[start]
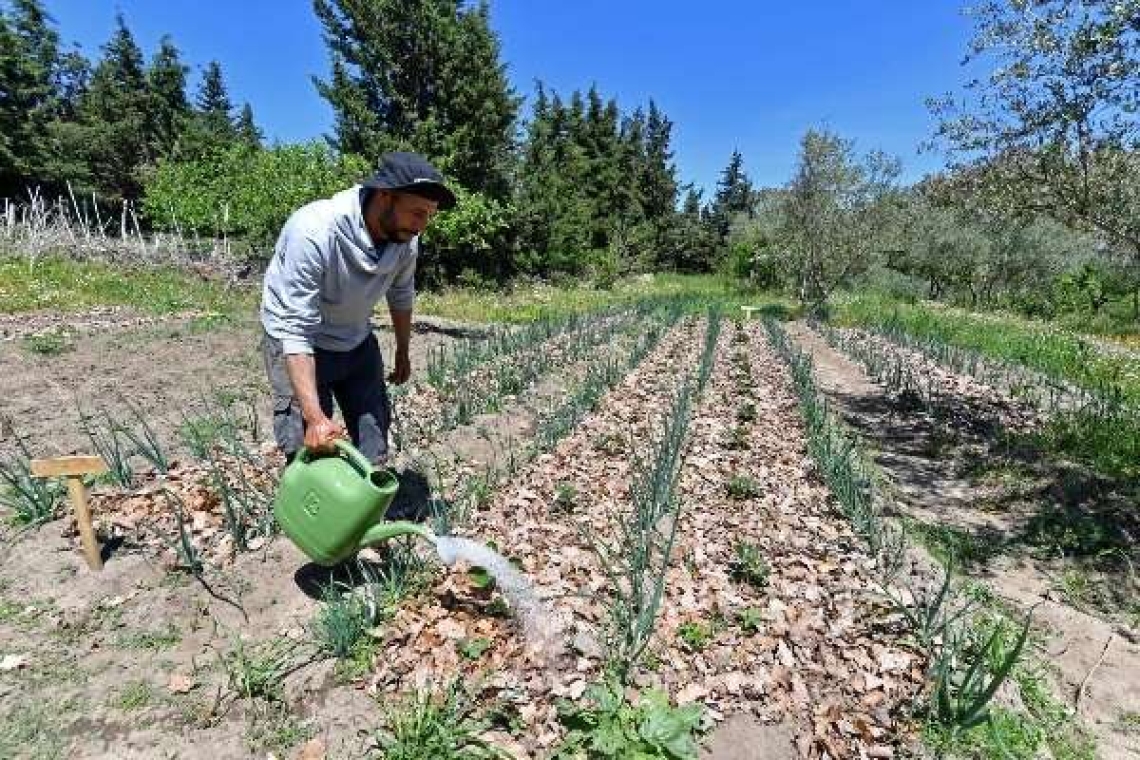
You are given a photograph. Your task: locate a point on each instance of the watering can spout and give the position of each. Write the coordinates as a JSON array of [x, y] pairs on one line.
[[383, 531]]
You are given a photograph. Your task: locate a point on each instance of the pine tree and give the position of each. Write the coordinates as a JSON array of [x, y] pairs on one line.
[[733, 196], [213, 104], [423, 75], [29, 59], [659, 178], [169, 108], [687, 243], [114, 116], [247, 131]]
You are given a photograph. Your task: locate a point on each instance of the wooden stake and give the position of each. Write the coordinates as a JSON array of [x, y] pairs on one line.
[[74, 468]]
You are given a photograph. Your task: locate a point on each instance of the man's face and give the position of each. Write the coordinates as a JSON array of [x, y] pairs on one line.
[[399, 217]]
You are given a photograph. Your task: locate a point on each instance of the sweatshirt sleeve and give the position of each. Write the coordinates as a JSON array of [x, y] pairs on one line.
[[401, 294], [293, 292]]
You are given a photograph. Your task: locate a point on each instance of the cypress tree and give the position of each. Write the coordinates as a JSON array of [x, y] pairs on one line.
[end]
[Challenge]
Please reproduce all of the data above word for word, leaving out the pictures.

[Output for this task]
You are given a photograph. Your task: locate a point on each instance of the watering can spout and give the position of each. Write the coordinates as a JSON array of [x, y] pairs on one line.
[[383, 531]]
You are given a photograph. Your task: locate a point on each instance of the pine tree and give the position of each. Write the coordinates as a JSON array of [x, y] pairs on one line.
[[733, 196], [213, 104], [423, 75], [29, 59], [659, 178], [169, 108], [687, 243], [114, 116], [247, 131]]
You are given a photograph. Your task: locate a point on each instance of the wooden stake and give the position of each. Write the coordinates as a JSON array of [x, y] pairs on one line.
[[74, 468]]
You are given a photograph. Your task: locate a point on each instance of the man's face and give the position of each. Write the coordinates as a JSON array of [x, y] pairs on one line.
[[399, 217]]
You are given a photograph. Your task: locate a point on each instance of the sweatshirt sleeve and give the position of each. Write the coordinates as a JSON array of [x, y] pairs on one line.
[[401, 294], [293, 292]]
You are given a photograph. Your task: locate a point on each instance of the cypress tree and give the position of each. Write the coordinates as a JSON array of [x, y] pairs on one line.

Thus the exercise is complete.